* BEGIN EXERCISE MATERIALS *

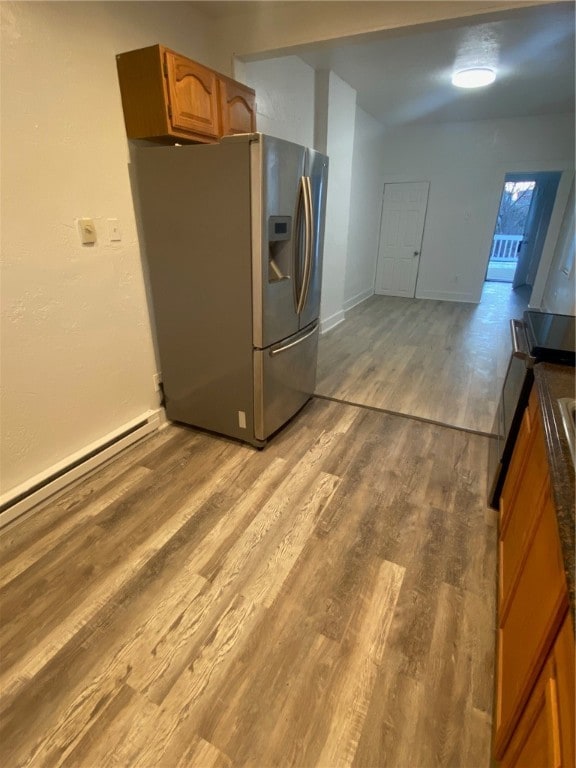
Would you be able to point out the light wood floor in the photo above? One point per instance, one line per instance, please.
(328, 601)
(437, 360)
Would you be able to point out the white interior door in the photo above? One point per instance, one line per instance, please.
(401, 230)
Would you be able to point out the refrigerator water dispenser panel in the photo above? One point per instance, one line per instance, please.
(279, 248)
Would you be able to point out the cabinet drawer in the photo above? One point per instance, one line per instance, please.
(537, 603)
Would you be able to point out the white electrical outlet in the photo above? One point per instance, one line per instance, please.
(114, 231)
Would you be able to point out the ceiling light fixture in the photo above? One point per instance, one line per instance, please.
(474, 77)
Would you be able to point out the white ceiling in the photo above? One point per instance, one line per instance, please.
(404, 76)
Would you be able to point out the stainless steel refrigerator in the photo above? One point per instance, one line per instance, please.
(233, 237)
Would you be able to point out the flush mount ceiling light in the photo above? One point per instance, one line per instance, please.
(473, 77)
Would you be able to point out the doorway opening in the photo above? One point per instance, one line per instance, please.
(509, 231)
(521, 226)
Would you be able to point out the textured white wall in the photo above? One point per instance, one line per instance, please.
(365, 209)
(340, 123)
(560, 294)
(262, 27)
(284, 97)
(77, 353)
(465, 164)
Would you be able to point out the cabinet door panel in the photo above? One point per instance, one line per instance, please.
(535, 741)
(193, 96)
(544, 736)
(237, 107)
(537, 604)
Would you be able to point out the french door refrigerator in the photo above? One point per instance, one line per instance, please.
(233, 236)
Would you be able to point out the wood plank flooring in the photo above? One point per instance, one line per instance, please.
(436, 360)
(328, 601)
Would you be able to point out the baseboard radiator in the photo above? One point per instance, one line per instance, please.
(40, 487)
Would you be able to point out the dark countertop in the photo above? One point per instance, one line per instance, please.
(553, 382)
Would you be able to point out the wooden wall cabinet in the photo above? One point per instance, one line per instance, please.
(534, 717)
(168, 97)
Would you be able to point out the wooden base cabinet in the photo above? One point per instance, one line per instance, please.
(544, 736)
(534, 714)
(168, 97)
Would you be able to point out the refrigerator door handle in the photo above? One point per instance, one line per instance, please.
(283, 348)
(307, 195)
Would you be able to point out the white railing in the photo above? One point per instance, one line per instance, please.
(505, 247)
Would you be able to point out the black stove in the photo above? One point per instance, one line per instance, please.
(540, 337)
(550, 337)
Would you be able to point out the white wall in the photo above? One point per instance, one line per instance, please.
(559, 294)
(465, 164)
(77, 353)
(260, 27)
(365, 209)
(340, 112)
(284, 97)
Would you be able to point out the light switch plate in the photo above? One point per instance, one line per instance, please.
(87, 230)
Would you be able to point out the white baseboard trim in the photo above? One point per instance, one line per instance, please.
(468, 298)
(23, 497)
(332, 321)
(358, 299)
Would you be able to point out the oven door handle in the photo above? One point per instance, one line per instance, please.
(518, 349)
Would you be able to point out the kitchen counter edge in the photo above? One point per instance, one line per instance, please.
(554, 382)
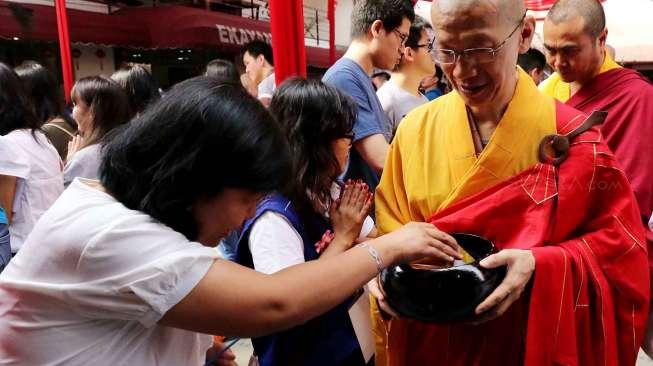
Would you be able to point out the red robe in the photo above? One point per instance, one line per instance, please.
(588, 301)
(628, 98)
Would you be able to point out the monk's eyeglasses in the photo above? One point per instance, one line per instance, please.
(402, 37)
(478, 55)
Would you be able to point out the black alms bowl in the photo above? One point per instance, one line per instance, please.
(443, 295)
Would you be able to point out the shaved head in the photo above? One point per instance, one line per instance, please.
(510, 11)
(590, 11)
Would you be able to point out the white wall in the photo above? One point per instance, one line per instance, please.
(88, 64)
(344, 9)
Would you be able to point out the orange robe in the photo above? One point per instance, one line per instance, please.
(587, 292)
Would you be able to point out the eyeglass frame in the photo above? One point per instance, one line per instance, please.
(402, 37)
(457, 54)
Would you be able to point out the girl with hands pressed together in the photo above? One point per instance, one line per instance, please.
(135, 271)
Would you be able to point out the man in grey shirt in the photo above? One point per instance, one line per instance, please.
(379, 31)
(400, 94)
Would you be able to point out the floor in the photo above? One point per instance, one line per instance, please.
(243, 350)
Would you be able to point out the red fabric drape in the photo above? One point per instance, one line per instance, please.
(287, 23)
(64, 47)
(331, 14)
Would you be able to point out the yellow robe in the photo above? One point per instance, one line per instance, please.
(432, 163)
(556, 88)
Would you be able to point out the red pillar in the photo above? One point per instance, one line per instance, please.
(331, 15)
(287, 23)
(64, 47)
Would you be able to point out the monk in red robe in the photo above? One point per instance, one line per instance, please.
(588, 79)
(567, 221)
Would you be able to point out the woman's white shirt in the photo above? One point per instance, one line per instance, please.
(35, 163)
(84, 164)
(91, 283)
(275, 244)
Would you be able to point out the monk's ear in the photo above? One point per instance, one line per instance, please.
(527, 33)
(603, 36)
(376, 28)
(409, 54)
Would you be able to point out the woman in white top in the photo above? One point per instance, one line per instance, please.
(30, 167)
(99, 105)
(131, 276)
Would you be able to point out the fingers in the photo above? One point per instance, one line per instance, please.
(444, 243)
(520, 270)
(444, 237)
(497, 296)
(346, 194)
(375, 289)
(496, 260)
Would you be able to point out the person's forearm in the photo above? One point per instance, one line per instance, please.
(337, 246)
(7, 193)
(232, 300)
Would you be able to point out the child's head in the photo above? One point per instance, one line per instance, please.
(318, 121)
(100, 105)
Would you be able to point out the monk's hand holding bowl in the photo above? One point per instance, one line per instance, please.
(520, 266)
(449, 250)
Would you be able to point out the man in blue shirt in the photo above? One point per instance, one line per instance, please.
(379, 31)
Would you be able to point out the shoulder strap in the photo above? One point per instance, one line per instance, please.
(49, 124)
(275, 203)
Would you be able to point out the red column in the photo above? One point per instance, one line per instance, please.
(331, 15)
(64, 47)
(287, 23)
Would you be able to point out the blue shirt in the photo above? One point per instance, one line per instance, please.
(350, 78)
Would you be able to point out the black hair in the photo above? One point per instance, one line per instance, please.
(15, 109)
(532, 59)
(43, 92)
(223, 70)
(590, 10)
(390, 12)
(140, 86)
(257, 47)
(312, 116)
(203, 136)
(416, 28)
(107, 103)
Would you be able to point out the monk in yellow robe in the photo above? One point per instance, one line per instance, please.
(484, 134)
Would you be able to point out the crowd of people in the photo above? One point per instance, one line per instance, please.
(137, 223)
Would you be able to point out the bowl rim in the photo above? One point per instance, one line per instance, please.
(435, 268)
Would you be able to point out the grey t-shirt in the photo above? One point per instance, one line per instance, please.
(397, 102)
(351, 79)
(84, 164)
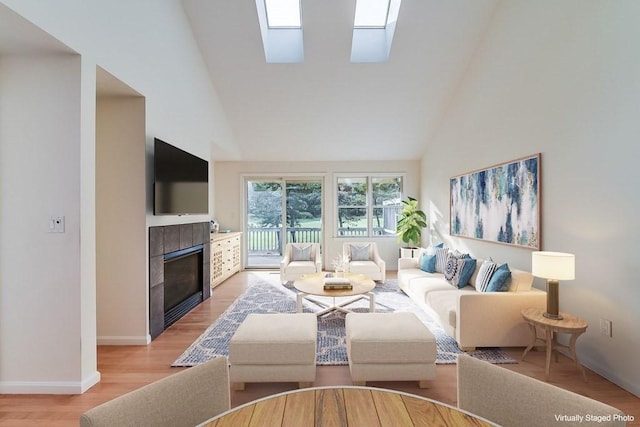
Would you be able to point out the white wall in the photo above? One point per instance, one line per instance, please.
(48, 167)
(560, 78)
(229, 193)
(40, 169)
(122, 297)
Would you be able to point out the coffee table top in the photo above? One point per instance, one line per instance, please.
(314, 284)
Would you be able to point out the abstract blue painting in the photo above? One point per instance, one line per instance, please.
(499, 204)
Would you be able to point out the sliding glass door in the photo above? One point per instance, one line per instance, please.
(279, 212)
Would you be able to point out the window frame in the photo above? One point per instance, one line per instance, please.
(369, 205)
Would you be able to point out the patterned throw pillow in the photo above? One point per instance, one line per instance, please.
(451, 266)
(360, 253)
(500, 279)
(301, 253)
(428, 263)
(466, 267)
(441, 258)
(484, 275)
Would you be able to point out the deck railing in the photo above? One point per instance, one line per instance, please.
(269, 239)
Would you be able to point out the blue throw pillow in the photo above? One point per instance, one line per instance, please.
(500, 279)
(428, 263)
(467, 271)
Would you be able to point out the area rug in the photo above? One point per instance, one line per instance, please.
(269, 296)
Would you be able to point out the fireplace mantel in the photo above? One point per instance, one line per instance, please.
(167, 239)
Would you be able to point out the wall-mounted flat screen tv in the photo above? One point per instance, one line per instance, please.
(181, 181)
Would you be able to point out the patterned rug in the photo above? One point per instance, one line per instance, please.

* END EXERCISE MATERIALS *

THE EXERCISE:
Exactly as written, give the line containing "Would you be able to point out the coffee" and all remaining lines of the records.

RESPONSE:
Would you be able to point out the coffee table top in the photo above? One point per instance, one line per instance, please.
(314, 284)
Would you be able to point out the abstract blue painting in the photo above? One point per instance, one line per instance, please.
(499, 204)
Would you be able to point out the sliding glass door in the photo above? One point per instance, one line per instance, please.
(279, 212)
Would you be able to point out the window frame in the photo above? One point per instance, one line per instance, please.
(369, 205)
Would you be able to point out the patterned throw pillow in the photo above? One point per instance, one line per instance, please.
(451, 266)
(360, 253)
(500, 279)
(301, 253)
(428, 263)
(466, 267)
(441, 258)
(484, 275)
Would you be able to point out the deck railing in the photo above? One point per instance, one line per instance, please.
(269, 239)
Would you be able to point out the blue throw pillow in the photo above? One point per instance, one line per instance, please.
(500, 279)
(428, 263)
(467, 271)
Would you be able to point out the area rug in the photo above? One point per instance, one line per instance, please.
(269, 296)
Would you be able to point out the fireplace mantel in the photo above? One point per instance, one line per instance, please.
(167, 239)
Would you be able to point out the wall-mounted flat screen tv in the photo above? One point per instance, one line per instance, please.
(181, 181)
Would you be able to point out the patterned rug in the photo above? One point per instance, one line per instance, please.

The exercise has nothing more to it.